##### DOCUMENT EXTRACT #####
Scientists Agree to Halt Work on Dangerous Bird Flu Strain
- Researchers working on the deadly H5N1 bird flu virus have
voluntarily agreed to stop their studies for 60 days over concerns that
their data could provide a bioterror threat.
- In December, scientists from two independent groups, one led by Ron
Fouchier at Erasmus Medical Center in the Netherlands and the other by
Yoshi Kawaoke at University of Wisconsin, reported that they had successfully manipulated H5N1 — which causes serious
illness in birds, but has so far appeared to be less infectious among
humans — to make it more virulent.
- The strain the researchers created in the lab transmitted easily
among ferrets, which suggests that it would behave similarly in humans.
Although bird flu typically does not circulate well in people, it is
deadly: since the first human cases were documented in Hong Kong in
1997, H5N1 has killed nearly 60% of the 582 humans it has infected.
- Fouchier and Kawaoke had planned to publish their new findings in the journals Science and Nature
— at least until the National Science Advisory Board for Biosecurity
(NSABB), which oversees such research, got involved, asking the
researchers and the journal editors to suppress the data and refrain
from publishing details of how the killer version of H5N1 was made.
Passionate debate ensued. The researchers resisted NSABB’s bidding, and
many in the scientific community supported them, saying that the
scientific value of their work justified uncensored publication. Only
by fully understanding how H5N1 and other strains like it work, many
scientists say, can we hope to learn how to create more effective
treatments and vaccines against them.
- Still, Fouchier, Kawaoke and their supporters appreciate that their
findings don’t occur in a vacuum, and 39 scientists have now signed a letter
agreeing to suspend all studies on highly virulent H5N1 until
scientific, political and ethics leaders are able to discuss the
implications of these types of studies.
We recognize that we and the rest of the scientific
community need to clearly explain the benefits of this important
research and the measures taken to minimize its possible risks. We
propose to do so in an international forum in which the scientific
community comes together to discuss and debate these issues. We realize
organizations and governments around the world need time to find the
best solutions for opportunities and challenges that stem from the
work. To provide time for these discussions, we have agreed on a
voluntary pause of 60 days on any research involving highly pathogenic
avian influenza H5N1 viruses leading to the generation of viruses that
are more transmissible in mammals. In addition, no experiments with
live H5N1 or H5 HA reassortant viruses already shown to be
transmissible in ferrets will be conducted during this time.
- It’s not the first time scientists involved in controversial work
have voluntarily agreed to pause while we as a society contemplate the
implications of their findings. In 1972-73, when researchers first
succeeded in inserting genes from one species into the genome of
another, worries over the specter of genetic monsters and mutant
creatures prompted leading scientists in the field to suspend their
work while government, scientific and ethics groups figured out how the
science should proceed. Following the voluntary research stoppage, the
National Institutes of Health convened a committee to advise the
government on how to regulate research in the field responsibly,
without impinging on the forward momentum represented by the science.
#####
TASK SET.
a. Please output the passage of the bird flu article that runs from "Scientists Agree to" up to and including "it more virulent.", word for word.
b. Write the next part of the bird flu article, picking up after its final sentence.
##### INFORMATION PROVIDED #####
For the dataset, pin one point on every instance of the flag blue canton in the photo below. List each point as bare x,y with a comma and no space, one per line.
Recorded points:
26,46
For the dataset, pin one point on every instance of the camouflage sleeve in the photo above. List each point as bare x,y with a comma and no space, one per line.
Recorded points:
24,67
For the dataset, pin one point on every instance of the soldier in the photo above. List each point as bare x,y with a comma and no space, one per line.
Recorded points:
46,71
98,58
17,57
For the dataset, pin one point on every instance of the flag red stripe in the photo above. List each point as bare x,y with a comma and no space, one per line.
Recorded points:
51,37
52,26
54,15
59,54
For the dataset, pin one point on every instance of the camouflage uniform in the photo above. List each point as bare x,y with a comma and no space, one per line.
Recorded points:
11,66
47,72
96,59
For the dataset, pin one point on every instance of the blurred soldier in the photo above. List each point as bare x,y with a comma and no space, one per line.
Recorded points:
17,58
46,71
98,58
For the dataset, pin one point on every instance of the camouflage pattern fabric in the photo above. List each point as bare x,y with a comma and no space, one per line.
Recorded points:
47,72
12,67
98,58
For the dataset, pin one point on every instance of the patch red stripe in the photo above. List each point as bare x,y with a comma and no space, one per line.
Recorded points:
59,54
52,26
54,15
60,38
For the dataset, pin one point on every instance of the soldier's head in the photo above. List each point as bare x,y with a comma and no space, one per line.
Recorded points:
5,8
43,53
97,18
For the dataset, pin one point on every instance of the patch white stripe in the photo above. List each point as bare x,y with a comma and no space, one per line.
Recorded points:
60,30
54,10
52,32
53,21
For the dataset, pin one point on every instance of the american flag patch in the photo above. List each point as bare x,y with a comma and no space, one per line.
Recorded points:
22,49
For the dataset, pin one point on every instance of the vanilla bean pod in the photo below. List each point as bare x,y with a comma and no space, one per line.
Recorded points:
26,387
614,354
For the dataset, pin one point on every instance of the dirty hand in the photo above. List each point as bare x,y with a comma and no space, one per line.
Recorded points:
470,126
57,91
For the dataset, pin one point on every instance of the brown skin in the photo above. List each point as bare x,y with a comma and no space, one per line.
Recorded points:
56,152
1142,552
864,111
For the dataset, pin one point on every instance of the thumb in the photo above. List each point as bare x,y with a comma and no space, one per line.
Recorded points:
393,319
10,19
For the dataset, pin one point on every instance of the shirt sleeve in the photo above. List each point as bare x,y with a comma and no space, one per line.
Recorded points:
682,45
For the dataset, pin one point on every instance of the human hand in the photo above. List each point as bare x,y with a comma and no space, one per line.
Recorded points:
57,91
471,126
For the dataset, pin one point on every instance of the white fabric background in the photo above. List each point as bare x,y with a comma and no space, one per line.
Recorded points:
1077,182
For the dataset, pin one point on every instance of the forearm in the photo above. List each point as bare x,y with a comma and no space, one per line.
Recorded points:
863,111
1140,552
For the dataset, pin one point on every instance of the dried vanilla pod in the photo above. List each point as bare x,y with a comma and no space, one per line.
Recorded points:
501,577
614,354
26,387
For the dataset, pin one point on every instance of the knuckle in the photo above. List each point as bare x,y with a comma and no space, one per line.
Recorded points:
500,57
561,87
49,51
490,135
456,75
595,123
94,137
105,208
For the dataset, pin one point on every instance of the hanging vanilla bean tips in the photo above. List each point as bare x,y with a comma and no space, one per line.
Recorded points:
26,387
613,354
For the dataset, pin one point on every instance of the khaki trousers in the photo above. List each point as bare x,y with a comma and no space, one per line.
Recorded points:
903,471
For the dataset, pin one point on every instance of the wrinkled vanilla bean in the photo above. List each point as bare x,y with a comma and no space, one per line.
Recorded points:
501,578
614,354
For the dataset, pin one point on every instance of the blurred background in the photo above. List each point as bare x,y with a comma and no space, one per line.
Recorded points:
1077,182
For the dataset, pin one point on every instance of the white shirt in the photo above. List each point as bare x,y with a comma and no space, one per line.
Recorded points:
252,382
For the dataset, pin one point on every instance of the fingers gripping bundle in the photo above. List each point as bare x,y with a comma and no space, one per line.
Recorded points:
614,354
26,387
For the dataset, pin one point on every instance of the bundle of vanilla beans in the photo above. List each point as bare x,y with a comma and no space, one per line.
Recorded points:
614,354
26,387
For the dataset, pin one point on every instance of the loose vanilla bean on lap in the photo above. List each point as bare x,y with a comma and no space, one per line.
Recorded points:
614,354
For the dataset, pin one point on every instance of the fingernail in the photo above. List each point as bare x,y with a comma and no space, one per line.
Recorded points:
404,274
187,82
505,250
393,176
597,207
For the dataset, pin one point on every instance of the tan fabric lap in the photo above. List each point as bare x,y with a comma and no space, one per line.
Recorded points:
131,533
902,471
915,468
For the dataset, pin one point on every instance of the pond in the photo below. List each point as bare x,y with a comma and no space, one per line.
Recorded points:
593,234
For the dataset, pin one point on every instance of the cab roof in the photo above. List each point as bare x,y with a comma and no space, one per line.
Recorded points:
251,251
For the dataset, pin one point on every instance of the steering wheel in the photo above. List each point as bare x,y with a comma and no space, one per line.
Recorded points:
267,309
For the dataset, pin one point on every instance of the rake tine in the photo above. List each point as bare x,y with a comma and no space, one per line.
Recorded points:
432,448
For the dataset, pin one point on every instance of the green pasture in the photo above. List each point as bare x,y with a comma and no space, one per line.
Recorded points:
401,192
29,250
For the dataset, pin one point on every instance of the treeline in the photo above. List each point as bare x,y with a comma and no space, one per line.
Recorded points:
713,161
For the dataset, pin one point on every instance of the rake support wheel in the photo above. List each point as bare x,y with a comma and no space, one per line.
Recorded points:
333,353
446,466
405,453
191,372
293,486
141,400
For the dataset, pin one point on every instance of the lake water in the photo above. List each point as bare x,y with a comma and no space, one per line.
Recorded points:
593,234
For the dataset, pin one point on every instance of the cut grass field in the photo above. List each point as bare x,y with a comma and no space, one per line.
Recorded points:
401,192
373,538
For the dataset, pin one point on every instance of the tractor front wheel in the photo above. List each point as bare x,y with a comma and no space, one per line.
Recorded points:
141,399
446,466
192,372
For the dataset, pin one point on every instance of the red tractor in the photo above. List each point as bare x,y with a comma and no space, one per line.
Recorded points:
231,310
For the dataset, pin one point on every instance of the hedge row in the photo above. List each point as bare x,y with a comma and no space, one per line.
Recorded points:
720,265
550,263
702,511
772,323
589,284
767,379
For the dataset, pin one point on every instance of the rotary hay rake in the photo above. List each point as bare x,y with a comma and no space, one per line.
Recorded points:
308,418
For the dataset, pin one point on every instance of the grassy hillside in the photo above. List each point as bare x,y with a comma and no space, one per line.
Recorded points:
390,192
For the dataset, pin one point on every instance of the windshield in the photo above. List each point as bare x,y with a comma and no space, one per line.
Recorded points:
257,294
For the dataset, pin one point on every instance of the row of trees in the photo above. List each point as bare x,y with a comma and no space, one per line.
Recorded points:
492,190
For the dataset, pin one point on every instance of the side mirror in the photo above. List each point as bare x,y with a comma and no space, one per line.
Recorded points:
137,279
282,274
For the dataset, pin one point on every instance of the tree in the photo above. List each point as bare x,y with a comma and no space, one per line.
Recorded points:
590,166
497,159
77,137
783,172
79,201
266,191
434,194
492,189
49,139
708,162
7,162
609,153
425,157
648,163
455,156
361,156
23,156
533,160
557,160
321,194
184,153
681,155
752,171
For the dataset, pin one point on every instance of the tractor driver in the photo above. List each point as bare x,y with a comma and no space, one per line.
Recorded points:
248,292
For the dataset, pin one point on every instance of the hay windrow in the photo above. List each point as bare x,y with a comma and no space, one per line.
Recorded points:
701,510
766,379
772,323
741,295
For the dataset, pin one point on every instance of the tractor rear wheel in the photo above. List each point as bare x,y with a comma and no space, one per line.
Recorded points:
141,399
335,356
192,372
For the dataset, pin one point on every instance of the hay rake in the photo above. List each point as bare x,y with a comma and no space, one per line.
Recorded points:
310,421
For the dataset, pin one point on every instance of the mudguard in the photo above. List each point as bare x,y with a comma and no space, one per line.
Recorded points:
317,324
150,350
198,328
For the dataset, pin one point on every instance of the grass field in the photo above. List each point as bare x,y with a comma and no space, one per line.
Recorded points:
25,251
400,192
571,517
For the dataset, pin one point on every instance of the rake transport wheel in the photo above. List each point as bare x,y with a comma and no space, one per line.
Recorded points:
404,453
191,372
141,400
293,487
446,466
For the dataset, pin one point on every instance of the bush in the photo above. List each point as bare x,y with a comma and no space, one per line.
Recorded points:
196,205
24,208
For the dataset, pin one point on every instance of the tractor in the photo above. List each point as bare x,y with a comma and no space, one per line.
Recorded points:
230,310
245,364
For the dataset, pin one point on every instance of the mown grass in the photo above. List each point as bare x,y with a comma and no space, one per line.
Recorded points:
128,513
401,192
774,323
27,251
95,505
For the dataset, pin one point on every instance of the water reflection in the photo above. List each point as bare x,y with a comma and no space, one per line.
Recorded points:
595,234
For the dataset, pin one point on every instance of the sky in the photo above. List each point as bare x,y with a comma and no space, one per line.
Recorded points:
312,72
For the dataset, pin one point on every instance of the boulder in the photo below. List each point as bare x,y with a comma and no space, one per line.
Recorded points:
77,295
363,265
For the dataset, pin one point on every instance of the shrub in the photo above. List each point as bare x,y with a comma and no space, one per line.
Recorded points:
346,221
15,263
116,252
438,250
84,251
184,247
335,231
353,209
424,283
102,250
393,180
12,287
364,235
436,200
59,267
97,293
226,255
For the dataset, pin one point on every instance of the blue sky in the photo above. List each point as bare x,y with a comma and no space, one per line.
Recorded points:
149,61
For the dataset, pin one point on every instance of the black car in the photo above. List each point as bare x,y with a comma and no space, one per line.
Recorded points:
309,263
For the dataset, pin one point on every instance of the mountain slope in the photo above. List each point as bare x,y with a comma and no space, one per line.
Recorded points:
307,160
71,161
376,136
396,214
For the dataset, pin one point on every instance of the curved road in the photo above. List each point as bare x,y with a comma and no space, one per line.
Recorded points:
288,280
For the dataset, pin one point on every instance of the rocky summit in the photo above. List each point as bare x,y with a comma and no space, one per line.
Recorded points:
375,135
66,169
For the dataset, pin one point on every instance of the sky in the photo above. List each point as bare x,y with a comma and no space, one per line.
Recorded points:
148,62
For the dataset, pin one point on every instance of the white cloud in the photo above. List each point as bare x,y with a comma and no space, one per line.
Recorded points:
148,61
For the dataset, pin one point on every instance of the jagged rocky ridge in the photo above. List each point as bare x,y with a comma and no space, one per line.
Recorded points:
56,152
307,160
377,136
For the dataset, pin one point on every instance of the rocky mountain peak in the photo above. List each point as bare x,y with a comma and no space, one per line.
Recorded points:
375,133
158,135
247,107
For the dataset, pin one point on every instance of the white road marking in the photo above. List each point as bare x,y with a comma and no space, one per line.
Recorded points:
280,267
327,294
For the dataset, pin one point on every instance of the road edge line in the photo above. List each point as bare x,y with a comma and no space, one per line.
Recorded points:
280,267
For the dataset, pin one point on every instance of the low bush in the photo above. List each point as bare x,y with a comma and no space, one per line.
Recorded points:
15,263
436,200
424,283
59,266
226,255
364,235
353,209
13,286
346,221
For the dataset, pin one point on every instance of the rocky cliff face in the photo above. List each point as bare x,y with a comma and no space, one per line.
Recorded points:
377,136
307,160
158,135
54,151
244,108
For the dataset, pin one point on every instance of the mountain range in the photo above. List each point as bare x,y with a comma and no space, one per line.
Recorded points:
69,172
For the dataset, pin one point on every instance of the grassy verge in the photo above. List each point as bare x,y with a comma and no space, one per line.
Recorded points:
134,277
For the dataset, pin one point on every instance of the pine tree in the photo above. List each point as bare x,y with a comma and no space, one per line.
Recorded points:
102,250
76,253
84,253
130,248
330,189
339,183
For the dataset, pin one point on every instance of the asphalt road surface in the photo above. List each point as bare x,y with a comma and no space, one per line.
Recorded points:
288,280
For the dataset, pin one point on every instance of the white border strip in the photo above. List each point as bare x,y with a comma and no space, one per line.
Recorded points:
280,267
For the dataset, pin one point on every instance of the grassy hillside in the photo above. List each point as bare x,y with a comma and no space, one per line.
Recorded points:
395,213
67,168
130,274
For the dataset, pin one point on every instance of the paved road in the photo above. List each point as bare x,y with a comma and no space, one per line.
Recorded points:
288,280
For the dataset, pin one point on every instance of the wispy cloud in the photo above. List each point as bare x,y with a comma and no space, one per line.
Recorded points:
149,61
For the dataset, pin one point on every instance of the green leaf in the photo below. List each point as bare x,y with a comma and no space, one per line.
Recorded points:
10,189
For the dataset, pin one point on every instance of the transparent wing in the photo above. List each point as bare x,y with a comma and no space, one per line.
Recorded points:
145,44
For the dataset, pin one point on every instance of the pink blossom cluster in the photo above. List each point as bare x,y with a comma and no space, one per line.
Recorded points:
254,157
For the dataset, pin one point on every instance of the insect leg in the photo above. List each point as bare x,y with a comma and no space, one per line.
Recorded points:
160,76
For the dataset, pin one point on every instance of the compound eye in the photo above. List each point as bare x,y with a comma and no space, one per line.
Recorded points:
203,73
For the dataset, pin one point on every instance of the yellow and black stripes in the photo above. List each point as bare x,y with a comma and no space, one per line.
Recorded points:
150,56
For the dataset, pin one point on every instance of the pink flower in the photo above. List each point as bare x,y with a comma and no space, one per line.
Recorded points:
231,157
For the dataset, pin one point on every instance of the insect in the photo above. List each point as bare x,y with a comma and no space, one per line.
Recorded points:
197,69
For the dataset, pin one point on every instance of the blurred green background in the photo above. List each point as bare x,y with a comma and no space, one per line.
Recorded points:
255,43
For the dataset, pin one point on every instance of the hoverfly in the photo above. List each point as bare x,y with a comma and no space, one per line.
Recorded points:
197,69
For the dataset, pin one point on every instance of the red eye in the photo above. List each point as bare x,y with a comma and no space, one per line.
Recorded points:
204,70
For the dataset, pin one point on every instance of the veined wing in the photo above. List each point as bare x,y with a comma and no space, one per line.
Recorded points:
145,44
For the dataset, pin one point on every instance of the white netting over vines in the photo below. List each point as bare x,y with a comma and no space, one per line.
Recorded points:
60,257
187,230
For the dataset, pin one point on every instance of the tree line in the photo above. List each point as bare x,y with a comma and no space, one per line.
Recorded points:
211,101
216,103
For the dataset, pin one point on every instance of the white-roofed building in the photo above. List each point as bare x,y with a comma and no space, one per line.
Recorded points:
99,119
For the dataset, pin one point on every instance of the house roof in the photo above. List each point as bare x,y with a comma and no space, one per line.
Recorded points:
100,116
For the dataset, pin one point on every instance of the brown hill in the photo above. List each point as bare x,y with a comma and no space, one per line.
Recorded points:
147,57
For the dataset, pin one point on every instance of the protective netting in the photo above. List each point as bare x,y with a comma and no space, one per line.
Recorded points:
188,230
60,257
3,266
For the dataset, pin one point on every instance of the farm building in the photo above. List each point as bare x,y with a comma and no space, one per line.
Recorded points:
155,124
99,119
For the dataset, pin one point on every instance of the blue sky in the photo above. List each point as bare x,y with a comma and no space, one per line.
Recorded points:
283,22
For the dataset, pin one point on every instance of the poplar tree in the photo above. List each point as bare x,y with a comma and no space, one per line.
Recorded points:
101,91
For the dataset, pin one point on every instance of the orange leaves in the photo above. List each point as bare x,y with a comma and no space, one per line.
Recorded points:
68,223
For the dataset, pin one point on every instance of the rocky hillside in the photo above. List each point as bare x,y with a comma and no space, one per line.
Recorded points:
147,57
#####
TASK-BY-TASK RESULTS.
a.
Scientists Agree to Halt Work on Dangerous Bird Flu Strain
- Researchers working on the deadly H5N1 bird flu virus have
voluntarily agreed to stop their studies for 60 days over concerns that
their data could provide a bioterror threat.
- In December, scientists from two independent groups, one led by Ron
Fouchier at Erasmus Medical Center in the Netherlands and the other by
Yoshi Kawaoke at University of Wisconsin, reported that they had successfully manipulated H5N1 — which causes serious
illness in birds, but has so far appeared to be less infectious among
humans — to make it more virulent.

b.
The researchers met themselves, at the Asilomar Conference
in 1975, to provide their own proposals for how the work should
continue. Today, such recombinant DNA studies are the foundation of
experiments in infectious disease and cancer.
- Science is also publishing this week a series of papers
debating the merits of making public the H5N1 data. The reports include
a defense of full publication by Fouchier and by Daniel Perez, a
veterinary scientist at University of Maryland. The editors of Science
also include an argument against full disclosure, written by Michael
Osterholm, an epidemiologist and biosecurity expert at the University
of Minnesota, and Dr. Donald Henderson, an infectious disease pioneer
who led the World Health Organization’s effort to eradicate smallpox.
They argue that:
[M]aking every effort to ensure that this information
does not easily fall into the hands of those who might use it for
nefarious purposes or that a biosafety accident resulting in an
unintended release does not occur should be our first and highest
priority. We can’t unring a bell; should a highly transmissible and
virulent H5N1 influenza virus that is of human making cause a
catastrophic pandemic, whether as the result of intentional or
unintentional release, the world will hold life sciences accountable
for what it did or did not do to minimize that risk.
- In proposing the temporary moratorium, Fouchier, Kawaoke and their
colleagues say “more research is needed to determine how influenza
viruses in nature become human pandemic threats, so that they can be
contained before they acquire the ability to transmit from human to
human, or that appropriate countermeasures can be deployed if
adaptation to humans occurs.”
- Let’s hope that 60 days is enough to determine how to allow these types of studies to continue. ~TIME.